● Input for this task
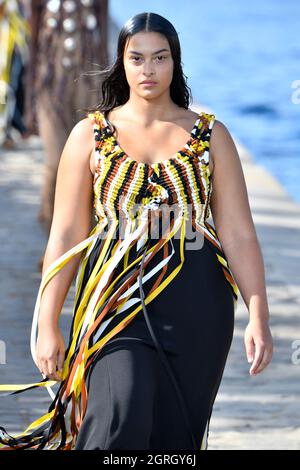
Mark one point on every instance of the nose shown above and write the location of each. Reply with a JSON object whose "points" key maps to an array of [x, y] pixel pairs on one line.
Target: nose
{"points": [[148, 69]]}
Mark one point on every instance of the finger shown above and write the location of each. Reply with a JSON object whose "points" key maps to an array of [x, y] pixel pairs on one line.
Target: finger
{"points": [[259, 351], [44, 368], [250, 349], [265, 361], [61, 360], [52, 370]]}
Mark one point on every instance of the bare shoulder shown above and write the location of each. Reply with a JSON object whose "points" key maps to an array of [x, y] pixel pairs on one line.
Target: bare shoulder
{"points": [[83, 131], [80, 144], [223, 150]]}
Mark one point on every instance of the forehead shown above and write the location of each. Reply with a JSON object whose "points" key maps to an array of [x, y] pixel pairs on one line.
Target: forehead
{"points": [[147, 42]]}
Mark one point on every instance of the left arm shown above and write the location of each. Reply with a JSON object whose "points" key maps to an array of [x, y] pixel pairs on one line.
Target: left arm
{"points": [[235, 228]]}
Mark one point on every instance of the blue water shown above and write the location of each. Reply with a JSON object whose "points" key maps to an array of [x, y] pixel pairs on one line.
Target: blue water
{"points": [[241, 59]]}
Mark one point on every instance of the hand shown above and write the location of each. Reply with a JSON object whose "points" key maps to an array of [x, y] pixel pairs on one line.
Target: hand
{"points": [[50, 351], [259, 345]]}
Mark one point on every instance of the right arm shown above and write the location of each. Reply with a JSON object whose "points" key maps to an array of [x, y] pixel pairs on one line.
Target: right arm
{"points": [[71, 223]]}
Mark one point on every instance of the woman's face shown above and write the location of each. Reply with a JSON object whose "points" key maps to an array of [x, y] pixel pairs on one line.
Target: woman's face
{"points": [[147, 56]]}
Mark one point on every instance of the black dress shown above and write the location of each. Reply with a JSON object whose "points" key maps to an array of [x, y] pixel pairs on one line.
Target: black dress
{"points": [[154, 309]]}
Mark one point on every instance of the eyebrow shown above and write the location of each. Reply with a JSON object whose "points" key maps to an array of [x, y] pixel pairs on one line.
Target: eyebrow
{"points": [[139, 53]]}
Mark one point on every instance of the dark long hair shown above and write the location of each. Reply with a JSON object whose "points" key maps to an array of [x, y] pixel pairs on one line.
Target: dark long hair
{"points": [[115, 88]]}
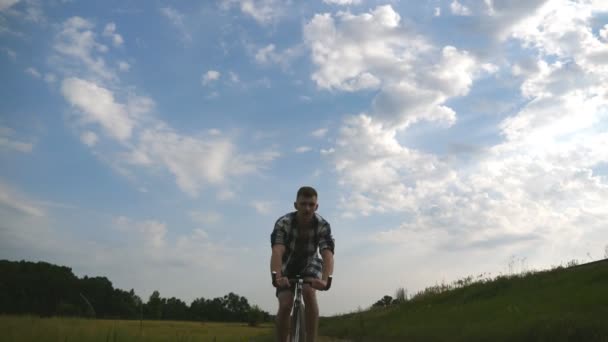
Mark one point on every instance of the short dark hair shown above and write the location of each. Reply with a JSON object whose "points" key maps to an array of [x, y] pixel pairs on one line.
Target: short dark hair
{"points": [[307, 191]]}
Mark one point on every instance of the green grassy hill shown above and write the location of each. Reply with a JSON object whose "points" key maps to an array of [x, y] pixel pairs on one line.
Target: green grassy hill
{"points": [[563, 304]]}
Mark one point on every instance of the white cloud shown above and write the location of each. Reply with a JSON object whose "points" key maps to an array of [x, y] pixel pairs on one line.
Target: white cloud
{"points": [[210, 76], [124, 66], [268, 55], [8, 142], [13, 200], [459, 9], [197, 161], [234, 78], [177, 19], [76, 40], [374, 51], [110, 32], [319, 133], [97, 105], [263, 207], [263, 11], [10, 53], [535, 188], [342, 2], [89, 138], [152, 232], [50, 78], [33, 72], [205, 218], [303, 149], [604, 32], [5, 4]]}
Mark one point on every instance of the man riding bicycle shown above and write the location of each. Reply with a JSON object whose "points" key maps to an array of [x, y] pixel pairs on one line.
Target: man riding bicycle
{"points": [[295, 240]]}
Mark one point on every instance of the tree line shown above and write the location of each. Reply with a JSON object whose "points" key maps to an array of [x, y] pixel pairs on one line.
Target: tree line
{"points": [[45, 289]]}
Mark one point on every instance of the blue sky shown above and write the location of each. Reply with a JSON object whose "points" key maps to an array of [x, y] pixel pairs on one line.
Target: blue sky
{"points": [[156, 143]]}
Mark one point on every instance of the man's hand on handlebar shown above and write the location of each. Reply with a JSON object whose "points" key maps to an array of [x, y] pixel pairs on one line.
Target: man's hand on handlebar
{"points": [[282, 282], [318, 284]]}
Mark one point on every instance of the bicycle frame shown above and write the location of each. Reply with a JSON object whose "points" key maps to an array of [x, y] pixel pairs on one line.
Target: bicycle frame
{"points": [[298, 319], [298, 328]]}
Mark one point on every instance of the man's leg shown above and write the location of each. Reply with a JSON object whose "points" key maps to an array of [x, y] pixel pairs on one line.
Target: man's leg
{"points": [[312, 312], [285, 304]]}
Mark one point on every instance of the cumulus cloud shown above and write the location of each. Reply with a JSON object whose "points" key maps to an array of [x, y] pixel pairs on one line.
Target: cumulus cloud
{"points": [[9, 142], [262, 11], [110, 32], [77, 43], [205, 218], [319, 133], [10, 53], [268, 55], [5, 4], [263, 207], [177, 20], [11, 199], [210, 76], [303, 149], [33, 72], [604, 32], [459, 9], [195, 162], [342, 2], [97, 105], [152, 232], [89, 138], [124, 66], [374, 51], [535, 185]]}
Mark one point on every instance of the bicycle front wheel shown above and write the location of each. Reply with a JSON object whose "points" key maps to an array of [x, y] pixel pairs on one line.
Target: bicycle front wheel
{"points": [[298, 325]]}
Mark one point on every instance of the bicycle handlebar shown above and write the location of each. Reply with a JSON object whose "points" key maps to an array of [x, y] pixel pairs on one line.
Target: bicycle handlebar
{"points": [[295, 280]]}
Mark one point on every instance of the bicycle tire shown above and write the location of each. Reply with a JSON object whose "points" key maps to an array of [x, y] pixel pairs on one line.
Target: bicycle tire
{"points": [[298, 325]]}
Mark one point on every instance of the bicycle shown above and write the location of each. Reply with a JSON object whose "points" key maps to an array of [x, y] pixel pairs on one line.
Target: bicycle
{"points": [[297, 331]]}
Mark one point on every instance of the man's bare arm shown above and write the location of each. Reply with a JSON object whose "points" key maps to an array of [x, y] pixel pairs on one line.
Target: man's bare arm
{"points": [[328, 263], [276, 259]]}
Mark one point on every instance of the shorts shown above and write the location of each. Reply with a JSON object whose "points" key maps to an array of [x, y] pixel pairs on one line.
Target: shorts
{"points": [[313, 270]]}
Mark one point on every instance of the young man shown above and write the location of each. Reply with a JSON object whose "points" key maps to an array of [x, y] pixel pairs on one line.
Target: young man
{"points": [[295, 240]]}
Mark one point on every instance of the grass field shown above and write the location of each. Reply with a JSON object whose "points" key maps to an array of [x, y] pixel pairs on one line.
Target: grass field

● The problem
Repeat the data in full and exactly. Omit pictures.

● Answer for the task
Mark one point on every instance of the nose shown above and write the location of each. Reply with a JSON object whose "points" key maps to an array of [x, y] pixel pairs on one line.
Target: nose
{"points": [[148, 69]]}
Mark one point on every instance of the finger shown above and write the location of each. Reply with a JSON object whose "points" key maps to an array of [x, y] pixel pairs on one line.
Target: finger
{"points": [[259, 351], [44, 368], [250, 349], [265, 361], [61, 360], [52, 370]]}
Mark one point on every instance of the bare shoulder shown above and write the location of each. Reply with a JSON object whose "points" key maps to an array of [x, y] pixel pairs on one line.
Target: bare shoulder
{"points": [[83, 131], [80, 144], [223, 150]]}
Mark one point on every instance of the forehead shown above and write the location of each. Reply with a JSON object whose "points" key maps to an array of [x, y] pixel pairs on one line.
Target: forehead
{"points": [[147, 42]]}
Mark one point on every instance of the left arm shown above and write the location of each. Reply with a JSON object whose "points" key maps to an array of [x, y] pixel pairs on one line.
Target: left arm
{"points": [[235, 228]]}
Mark one point on every instance of the blue water shown above and write the location of each. Reply with a JSON object whose "points" key maps to an array of [x, y] pixel pairs on one line.
Target: blue water
{"points": [[241, 59]]}
Mark one point on every instance of the hand shown above and write the location of each. Reply with a JSON object whose "points" key maps to an array of [x, y] pixel pairs on one line.
Target: hand
{"points": [[50, 351], [259, 345]]}
Mark one point on every instance of the right arm shown above and write the location of each. Reply with a JSON object whose "points" key maps to an array of [x, y] pixel pairs on one line.
Target: right arm
{"points": [[71, 223]]}
Mark one point on every instance of the woman's face shown above and write the location of each. Reply with a JSON object whose "points" key maps to an array of [x, y] pixel pairs on one line.
Target: woman's face
{"points": [[147, 56]]}
Mark one point on every instance of the black dress shown above and write the location of each. Reply with a JSON object whose "points" key maps to an array of [x, y] pixel pairs on one line.
Target: black dress
{"points": [[154, 309]]}
Mark one point on every instance of the eyebrow shown above and write the location of each. Reply with a JSON object whose "points" key maps to an array of [x, y] pixel pairs on one line.
Target: eyebrow
{"points": [[139, 53]]}
Mark one point on every instance of the dark long hair shown above and write the location of each. Reply with a JSON object whose "points" key maps to an array of [x, y] pixel pairs on one line.
Target: dark long hair
{"points": [[115, 88]]}
Mark one point on every instance of the short dark hair shown above and write the location of each. Reply with a JSON object whose "points" key maps to an array of [x, y] pixel pairs on one line.
Target: short dark hair
{"points": [[307, 191]]}
Mark one point on every instance of the green grassy hill shown above and write the location of each. Reply with a JSON object whose "points" key maps to an array of [x, y] pixel pairs on one line.
Target: green grassy hill
{"points": [[563, 304]]}
Mark one point on every instance of the white cloud shown above and write the location of each. Reply with a JSON object whose "points" key maps to an array of [x, y] pixel pairs on one line.
Target: white cloud
{"points": [[210, 76], [124, 66], [268, 55], [8, 142], [13, 200], [459, 9], [197, 161], [234, 78], [177, 19], [76, 40], [374, 51], [110, 32], [319, 133], [97, 105], [263, 207], [263, 11], [10, 53], [535, 188], [342, 2], [89, 138], [152, 232], [50, 78], [33, 72], [205, 218], [303, 149], [604, 32], [5, 4]]}
Mark one point on every instance of the man riding bicycle shown above and write the location of each. Reply with a JSON object whose "points" key maps to an array of [x, y] pixel pairs on one line.
Target: man riding bicycle
{"points": [[295, 240]]}
Mark one point on every instance of the tree line shown above and write the location of each. Reply with a JSON object whose "points" key maps to an array of [x, y] pixel pairs on one line.
Target: tree line
{"points": [[45, 289]]}
Mark one point on every instance of the blue sky shown above and write the location of each. Reply with a JSON object whose "points" key maps to an array of [x, y] pixel pairs on one line.
Target: blue sky
{"points": [[156, 143]]}
Mark one point on every instance of the man's hand on handlebar shown above and write the location of each. Reply with a JSON object whose "points" key maps to an array of [x, y] pixel pairs on one line.
Target: man's hand on handlebar
{"points": [[282, 282], [318, 284]]}
Mark one point on every instance of the bicycle frame shown above and write the location of each. Reply with a JSON object whose "points" key maps to an array of [x, y] pixel pairs on one line.
Target: bicycle frame
{"points": [[298, 319], [298, 328]]}
Mark one point on every instance of the man's leg shown above and write the location of each. Reply with a JSON object whose "points" key maps to an array of [x, y] pixel pairs on one line.
Target: man's leg
{"points": [[312, 312], [285, 304]]}
Mark one point on every instance of the cumulus cloud shown above and write the location of each. Reply with a JSON object whose "points" key maps to an array of [x, y] pixel pairs on one line.
Target: cumulus cloud
{"points": [[9, 142], [262, 11], [110, 32], [77, 43], [205, 218], [319, 133], [10, 53], [268, 55], [5, 4], [263, 207], [177, 20], [11, 199], [210, 76], [303, 149], [33, 72], [604, 32], [459, 9], [195, 162], [342, 2], [97, 105], [152, 232], [89, 138], [124, 66], [374, 51], [535, 185]]}
Mark one point on every instance of the bicycle front wheel shown above and write the location of each. Reply with a JSON object whose "points" key maps to an array of [x, y] pixel pairs on one line.
Target: bicycle front wheel
{"points": [[298, 325]]}
Mark one point on every instance of the bicycle handlebar shown above and write the location of each. Reply with a JSON object whose "points" key maps to an array of [x, y] pixel pairs on one line.
Target: bicycle handlebar
{"points": [[295, 280]]}
Mark one point on every instance of the bicycle tire shown above and write the location of each. Reply with a JSON object whose "points" key maps to an array of [x, y] pixel pairs on one line.
Target: bicycle tire
{"points": [[298, 325]]}
Mark one point on every instance of the bicycle shown above and write the location of each. Reply with a JSON object whose "points" key maps to an array of [x, y] pixel pairs on one line.
Target: bicycle
{"points": [[297, 331]]}
Mark one point on every instance of the man's bare arm shown above and write the location of each. Reply with a JSON object whose "points" key maps to an array of [x, y] pixel pairs on one line.
Target: man's bare arm
{"points": [[328, 263], [276, 259]]}
Mark one point on every instance of the shorts shown above and write the location of each. Reply with a JSON object whose "points" key maps to an array of [x, y] pixel pairs on one line.
Target: shorts
{"points": [[313, 270]]}
Mark one point on every instance of the young man shown above and write the location of each. Reply with a JSON object whose "points" key maps to an array of [x, y] pixel pairs on one line.
Target: young man
{"points": [[295, 240]]}
Mark one point on every instance of the grass field shown above and write the location of each. Reply with a JSON object whose "points" key maps to an array of [x, y] pixel pairs on one line.
Target: grass field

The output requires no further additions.